Task requirements
A - According to the passage on Maggie Aderin-Pocock and dyslexia, how many schools did she attend in 12 years?
B - Transcribe everything from "Now a space" down to "up, not down." in the passage on Maggie Aderin-Pocock and dyslexia.

Excerpted text
Progress has always been made by people who think differently, says space scientist Maggie Aderin-Pocock. Neurodiversity helps us think outside the box, and when we do, the sky's the limit. Writing her memoir, she used an imaginary 'retrospectroscope' to analyse her journey, discovering how dyslexia shaped her thinking, problem-solving, and imagination.
Aderin-Pocock was only formally assessed for dyslexia last year, though she had long suspected it. Looking back, she sees dyslexia was always there: in the child who struggled with words but told great stories, the teenager made to feel 'nice but dim', and the young woman who built her own telescope rather than accept the world as handed to her. Dyslexia is often described only by its difficulties—reading, writing, and processing information remain a slog—but difficulty is not the whole story.
Writing her memoir reminded her how much she was underestimated. She attended 13 schools in 12 years amid upheaval and custody battles. At six, she ran away from home in pyjamas and Wombles slippers. At school, she was the girl with safety scissors and glue, stuck on red reading books while classmates progressed. The message she absorbed was that she was lacking. That is the danger of how we talk about dyslexia: children hear what the world thinks it means, sensing lowered expectations before they discover their own brilliance.
Now a space scientist and engineer, Aderin-Pocock meets many children in her science communication work. She tries to instil a 'desire to aspire', wanting them to feel the world is open to their potential. Struggle in one area does not cancel out strength in another. The same child who found school hard escaped into space: The Clangers opened her imagination, Neil Armstrong made her think 'why not me?'. Walking home across Hampstead Heath, she looked up, not down.
Her later diagnosis did not make her dyslexic but explained her brain's workings. The most powerful shift was emotional. She had spoken gloomily of 'suffering' from suspected dyslexia, but encountering the charity Made By Dyslexia made her realise she had the story wrong. The organisation identifies 'dyslexic thinking'—empathy, storytelling, curiosity, lateral thinking, resilience, and love of communicating big ideas. She realised she was not suffering from dyslexia; in many ways, she was gifted with it.

Entries supplied
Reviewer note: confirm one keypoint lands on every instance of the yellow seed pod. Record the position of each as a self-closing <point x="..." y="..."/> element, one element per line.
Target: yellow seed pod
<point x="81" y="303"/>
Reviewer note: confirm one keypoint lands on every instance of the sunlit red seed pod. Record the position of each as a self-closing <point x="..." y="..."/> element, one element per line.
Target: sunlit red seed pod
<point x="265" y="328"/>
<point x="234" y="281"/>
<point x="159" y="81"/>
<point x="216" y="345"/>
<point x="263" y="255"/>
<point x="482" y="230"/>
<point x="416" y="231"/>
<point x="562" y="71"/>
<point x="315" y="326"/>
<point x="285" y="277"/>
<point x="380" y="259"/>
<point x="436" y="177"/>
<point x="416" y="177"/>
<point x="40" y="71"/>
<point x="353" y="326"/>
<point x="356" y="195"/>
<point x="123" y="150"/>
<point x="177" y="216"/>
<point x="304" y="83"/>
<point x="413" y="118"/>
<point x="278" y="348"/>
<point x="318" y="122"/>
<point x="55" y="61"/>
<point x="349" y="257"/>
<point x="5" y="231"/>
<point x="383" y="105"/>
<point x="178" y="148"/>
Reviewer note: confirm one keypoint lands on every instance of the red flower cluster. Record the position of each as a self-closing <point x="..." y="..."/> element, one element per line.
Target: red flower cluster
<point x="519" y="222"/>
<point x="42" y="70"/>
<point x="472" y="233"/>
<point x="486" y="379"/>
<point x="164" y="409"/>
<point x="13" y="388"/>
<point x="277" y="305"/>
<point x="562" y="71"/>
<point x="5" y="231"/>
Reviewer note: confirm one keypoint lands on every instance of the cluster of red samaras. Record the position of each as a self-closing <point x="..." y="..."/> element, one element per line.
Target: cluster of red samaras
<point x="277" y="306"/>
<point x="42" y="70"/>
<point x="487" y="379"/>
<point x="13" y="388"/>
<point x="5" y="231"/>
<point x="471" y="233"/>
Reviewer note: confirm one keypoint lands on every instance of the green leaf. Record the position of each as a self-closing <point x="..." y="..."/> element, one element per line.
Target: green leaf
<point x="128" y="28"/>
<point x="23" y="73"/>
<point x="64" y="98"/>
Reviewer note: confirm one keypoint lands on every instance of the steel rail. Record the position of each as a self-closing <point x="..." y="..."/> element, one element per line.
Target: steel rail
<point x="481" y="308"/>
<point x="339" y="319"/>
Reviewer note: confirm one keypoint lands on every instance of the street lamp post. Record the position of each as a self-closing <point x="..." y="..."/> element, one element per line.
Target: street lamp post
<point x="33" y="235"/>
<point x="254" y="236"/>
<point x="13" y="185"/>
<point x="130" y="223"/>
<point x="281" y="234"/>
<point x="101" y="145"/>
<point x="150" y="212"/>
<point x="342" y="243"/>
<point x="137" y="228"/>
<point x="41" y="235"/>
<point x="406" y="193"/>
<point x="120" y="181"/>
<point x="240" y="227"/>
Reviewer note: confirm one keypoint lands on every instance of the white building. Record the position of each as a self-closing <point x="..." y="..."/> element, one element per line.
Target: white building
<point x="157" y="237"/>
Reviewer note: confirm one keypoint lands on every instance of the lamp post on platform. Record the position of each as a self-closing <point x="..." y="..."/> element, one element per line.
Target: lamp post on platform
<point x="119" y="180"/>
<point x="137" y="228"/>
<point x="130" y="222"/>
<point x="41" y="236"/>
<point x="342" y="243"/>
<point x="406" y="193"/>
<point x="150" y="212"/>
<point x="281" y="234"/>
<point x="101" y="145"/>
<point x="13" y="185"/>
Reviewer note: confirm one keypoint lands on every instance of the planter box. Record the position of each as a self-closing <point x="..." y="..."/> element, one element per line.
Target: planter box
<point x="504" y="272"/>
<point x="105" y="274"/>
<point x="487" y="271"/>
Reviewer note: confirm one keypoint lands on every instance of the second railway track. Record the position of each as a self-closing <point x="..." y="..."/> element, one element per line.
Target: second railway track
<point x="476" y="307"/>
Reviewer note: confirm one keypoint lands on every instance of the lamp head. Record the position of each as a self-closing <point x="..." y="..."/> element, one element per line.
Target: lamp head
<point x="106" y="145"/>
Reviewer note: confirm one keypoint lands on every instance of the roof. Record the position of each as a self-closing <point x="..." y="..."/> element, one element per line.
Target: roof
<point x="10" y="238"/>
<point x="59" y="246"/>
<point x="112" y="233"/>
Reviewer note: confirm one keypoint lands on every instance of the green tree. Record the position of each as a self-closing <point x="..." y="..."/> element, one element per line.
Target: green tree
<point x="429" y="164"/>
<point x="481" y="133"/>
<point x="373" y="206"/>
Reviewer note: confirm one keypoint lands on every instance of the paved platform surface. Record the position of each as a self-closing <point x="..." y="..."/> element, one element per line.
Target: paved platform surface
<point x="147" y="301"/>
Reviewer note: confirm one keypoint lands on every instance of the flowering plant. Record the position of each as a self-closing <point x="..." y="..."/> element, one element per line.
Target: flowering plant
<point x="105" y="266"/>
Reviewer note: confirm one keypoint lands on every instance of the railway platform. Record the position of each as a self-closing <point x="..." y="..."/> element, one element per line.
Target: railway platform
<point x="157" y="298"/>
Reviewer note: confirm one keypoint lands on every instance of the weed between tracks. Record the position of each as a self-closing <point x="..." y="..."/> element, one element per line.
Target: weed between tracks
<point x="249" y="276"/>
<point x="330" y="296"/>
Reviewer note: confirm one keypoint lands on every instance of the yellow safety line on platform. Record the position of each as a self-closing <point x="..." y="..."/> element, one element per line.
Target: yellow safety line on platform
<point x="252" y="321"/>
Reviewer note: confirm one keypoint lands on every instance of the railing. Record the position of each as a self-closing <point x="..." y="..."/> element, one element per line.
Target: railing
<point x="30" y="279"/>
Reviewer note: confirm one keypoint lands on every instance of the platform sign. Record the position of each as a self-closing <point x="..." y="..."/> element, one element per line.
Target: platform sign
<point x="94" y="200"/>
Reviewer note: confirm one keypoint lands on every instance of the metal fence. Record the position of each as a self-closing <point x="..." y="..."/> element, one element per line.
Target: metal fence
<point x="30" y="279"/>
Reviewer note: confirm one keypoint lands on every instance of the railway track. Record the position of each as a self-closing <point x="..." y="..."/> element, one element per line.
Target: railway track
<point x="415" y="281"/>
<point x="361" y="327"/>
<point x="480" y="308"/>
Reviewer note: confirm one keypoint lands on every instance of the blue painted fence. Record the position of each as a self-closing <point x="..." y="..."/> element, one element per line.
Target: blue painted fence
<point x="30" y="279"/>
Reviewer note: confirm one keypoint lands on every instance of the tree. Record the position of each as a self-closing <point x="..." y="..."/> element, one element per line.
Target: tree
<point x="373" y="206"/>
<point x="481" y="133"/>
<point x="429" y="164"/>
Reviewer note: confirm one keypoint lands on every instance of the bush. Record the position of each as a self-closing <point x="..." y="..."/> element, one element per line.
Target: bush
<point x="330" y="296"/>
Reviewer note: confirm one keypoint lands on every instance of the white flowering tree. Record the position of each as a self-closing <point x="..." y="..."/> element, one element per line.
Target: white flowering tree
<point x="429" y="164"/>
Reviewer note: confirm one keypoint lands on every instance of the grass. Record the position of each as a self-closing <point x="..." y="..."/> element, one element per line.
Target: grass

Solutions to the tasks
A - She attended 13 schools.

B -
Now a space scientist and engineer, Aderin-Pocock meets many children in her science communication work. She tries to instil a 'desire to aspire', wanting them to feel the world is open to their potential. Struggle in one area does not cancel out strength in another. The same child who found school hard escaped into space: The Clangers opened her imagination, Neil Armstrong made her think 'why not me?'. Walking home across Hampstead Heath, she looked up, not down.